#### THE EXERCISE:
Reproduce the lines below with every instance of "Can you spot" changed to "Do you see" and everything else left as it is. Omit the pictures.

#### THE RECORDS:
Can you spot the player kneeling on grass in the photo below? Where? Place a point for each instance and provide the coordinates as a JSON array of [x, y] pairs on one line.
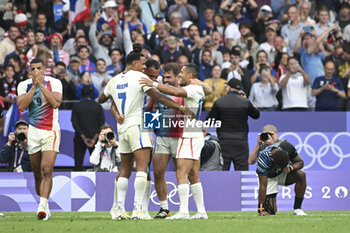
[[279, 164]]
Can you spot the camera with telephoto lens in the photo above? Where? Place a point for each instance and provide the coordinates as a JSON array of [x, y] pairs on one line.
[[20, 137], [108, 136], [264, 137]]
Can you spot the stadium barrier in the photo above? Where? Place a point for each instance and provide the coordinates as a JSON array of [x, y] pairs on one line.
[[320, 137], [223, 191]]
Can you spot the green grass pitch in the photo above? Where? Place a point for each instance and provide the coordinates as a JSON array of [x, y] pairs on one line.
[[237, 221]]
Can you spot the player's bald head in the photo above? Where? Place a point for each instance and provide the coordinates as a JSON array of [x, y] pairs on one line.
[[269, 129]]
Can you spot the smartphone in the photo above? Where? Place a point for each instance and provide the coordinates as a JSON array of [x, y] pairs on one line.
[[308, 28], [249, 45]]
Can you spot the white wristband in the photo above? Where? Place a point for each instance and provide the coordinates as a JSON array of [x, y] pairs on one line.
[[155, 84]]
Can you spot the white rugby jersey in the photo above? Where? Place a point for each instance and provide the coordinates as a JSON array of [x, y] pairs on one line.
[[129, 96], [194, 102]]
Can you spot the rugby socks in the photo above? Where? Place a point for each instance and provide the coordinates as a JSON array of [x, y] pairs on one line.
[[183, 190], [44, 202], [122, 186], [297, 202], [139, 186], [164, 205], [145, 200], [115, 199], [197, 191]]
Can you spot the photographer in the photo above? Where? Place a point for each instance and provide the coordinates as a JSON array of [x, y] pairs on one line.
[[68, 86], [15, 152], [106, 154], [276, 167]]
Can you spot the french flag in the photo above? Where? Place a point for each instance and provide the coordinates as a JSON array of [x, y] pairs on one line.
[[12, 116], [79, 10]]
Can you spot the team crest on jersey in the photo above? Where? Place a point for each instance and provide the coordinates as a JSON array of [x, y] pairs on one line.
[[152, 120]]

#### SOLUTION TO THIS EXERCISE:
Do you see the player kneeling on grass in the photo below? Where? Place a point for each instance and provide the coordinates as a JSON array of [x, y] pairs on one line.
[[279, 164]]
Do you see the camera with telephoto lens in the photo above? Where? Place a point for each instance and provide the coordinates as a JSON array of [x, y] pairs on one line.
[[20, 137], [108, 136], [264, 137]]
Do you see the stadium barrier in the photo above? Where? Place a point for each instance and provide the coordinates as a JSON array of [x, y] pairs on one line.
[[320, 137], [223, 191]]
Do you see the green grass pitch in the photo above? Where? Place a point for each instance and provide the coordinates as a JSON array of [x, y] pairs on one line.
[[237, 221]]
Do you see the player's bald head in the photo above? Where? Place a point for each instance and provide the coordinates as a JSON array of [x, y] pairs on one line.
[[269, 129]]
Do you see the smartphone in the photo above? Where? Place a point for each instance and provide the coordinates as a JSON array of [x, y] pairs on one line.
[[308, 28], [249, 45]]
Do you see the white wristband in the photo above? Where? Place a point for each instance and provide the coordinates as a JSON array of [x, y] pairs on one line.
[[155, 84]]
Do you see the white rugby jersey in the photo above? Where? Place a point for each instance and provide the coordinates as a JSON array of [x, y] pairs on one line.
[[129, 96], [194, 102]]
Do you see the rugby socks in the photo above? Where? Place a point for each instance and provide the coordinates as a JSON array of [x, y] pairs on one line.
[[183, 190], [44, 202], [122, 186], [297, 202], [139, 186], [164, 205], [145, 200], [115, 199], [197, 191]]
Do you see the photographer in the photo above? Where? Place a point for each instance and provide the coordinates as a JSON array of [x, y] pairs on one line.
[[68, 86], [15, 152], [106, 154], [276, 167]]
Do you see the french flag in the photo above? Where? Place a point for each instance and provide the coordinates as a JSON array of [x, y] pairs on one line.
[[12, 116], [79, 10]]
Do you see the team crest on jersey in the photo above? Where? Place a point for each instance and provide the coordinates as a JSON array of [x, y] pairs on one line.
[[152, 120]]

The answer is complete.